網頁 ▸
::::::

這艘船被當地居民稱作希望之船,因為它每年都會回來,帶著外地人們認識這個地方,它是居民的希望,更是他們的朋友。
文:胡鈞媛
「和平」對於我來說一直是一個抽象的概念,總覺得不是「無戰」而已,然而如何達成和平更令我茫然,總對於新聞上看到的國際或區域和平會議持保留態度,心想難道一群人聚在一起協商、討論真的會為世界帶來和平嗎?何謂「和平」?然而什麼又能稱為「和平號」呢?
首次接觸到和平號是透過龍應台基金會和平號大海學校獎學金徵選網頁,上頭寫著:
「1983年,一群日本大學生不滿政府對二戰侵略責任迴避的態度,自行組織了一艘名『和平號』的船,前往曾被捲入戰爭的亞洲國家,深度了解當地戰爭經歷。和平號後來發展為國際非營利組織,每年執行推動世界和平教育計畫,激發青年思索和平、人權、貧富、永續發展等全球性議題。計畫執行三十多年,今年進入第101次環球航程,停靠兩百多個港口。」
然而實際接觸和平號後發現它並非我印象中的「非政府組織」,除了大海學校計畫的三十餘名學員外,船上共有其他一千多位旅客,除了參加演講或語言、才藝課程外,大夥不是玩著麻將,就是下著象棋、讀著書、跳著社交舞,和平號對於許多人來說與其他旅行社並無太大的區別,我問了幾位旅客報名此行的原因,不外乎是因為價格便宜、食物變化多或「先來參加此次環日本一圈的試試看,喜歡再參加環遊世界的航程。」
8月6日為廣島原爆紀念日,原先預計下船參加紀念儀式,可惜因颱風關係無法停靠廣島港,我們與船上乘客只能在船上觀賞現場直播,結束後聆聽原爆倖存者分享,有些乘客十分激動,不停拭淚,也有些乘客不以為然,甚至倒頭大睡,看著他們的我氣憤又焦慮,一艘名為和平號的船上載著一群對災難、歷史與和平漠不關心的人,同時也特別感慨,我以為整趟航程最符合我對於「和平」想像的活動就這樣結束了。
然而到了航程最後兩站,我突然更了解什麼是「和平號」
航程倒數兩站為室蘭市與石卷市,兩個城市皆不是著名的旅遊景點,許多大海學校裡的日本人也是第一次造訪,過去為鋼鐵重鎮的室蘭市目前正積極轉型,希望透過觀光刺激經濟,留住年輕人口。我們還參訪了中國人殉難烈士慰靈碑,碑墓設於高地,我們望著不遠處的海與山丘,導覽人員說那是那些被俘虜的中國勞工抵達與居住的地方,惡劣的居住環境與無盡的歧視欺凌,許多勞工連一個冬天都挨不過。

::::::

提供資料 ▸
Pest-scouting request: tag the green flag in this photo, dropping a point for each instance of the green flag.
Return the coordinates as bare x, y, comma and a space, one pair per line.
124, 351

::::::

請續寫這篇講述和平號航程的文章,從最後一句之後接著寫下去。 這些資料與上方的文章毫無關聯。

任務解答 ▸
石卷市為遭三一一大海嘯重創城市之一,即使八年過去了,仍舊尚未修復完全,許多地方被劃為禁止居住區,岸邊架起更高的防波堤。透過導覽我們才知道和平號在當地設有「PEACE BOAT Disaster Relief Volunteer Center」,派遣志工協助居民重建家園,我們跟隨著志工與海嘯倖存者走過他們避難的地點、居民早晨集會與分派任務的地點,看著遠超過眾人身高的最高水位線標誌,看著一張張海嘯前後的比對圖,心頭感覺緊緊的。
除了實地參訪外,我們也聆聽了許多居民災後重建與重生的故事,為三萬人蓋設臨時住宅,向未經歷或沒有太深記憶的孩子們傳遞災害意識,活化社區閒置空間,開辦雜誌紀錄居民重建的心路歷程等等。互動過程中我的心情十分複雜,談起沉重的生離死別與抉擇,他們總能輕輕帶過,有人接連喪失三位家庭成員,有人提到雜誌發行數目逐漸減少的原因不是人口外移或經濟因素,而是因為居民接連去世。有位英國人本有機會在災後離開石卷,卻因太熱愛這個城市而決定留下,如今成為石卷市社區及諮詢中心的主任,向旅客介紹石卷市的現況與歷史。
晚上回到船上後,主辦人說石卷居民自發性到港口替我們送行,還準備了傳統日本舞蹈與煙火,他們開啟手機手電筒,在我們離開時不斷揮動道別,昏黃的街燈下看見賣力揮舞的居民,漆黑的岸邊看見晃動的光點,我與另外兩位台灣人在甲板看著看著都哭了,一部份因為被居民的樂觀、熱情與韌性而感動,另一部份則是因為我們好像瞭解為什麼這艘船名副其實為一艘和平之船。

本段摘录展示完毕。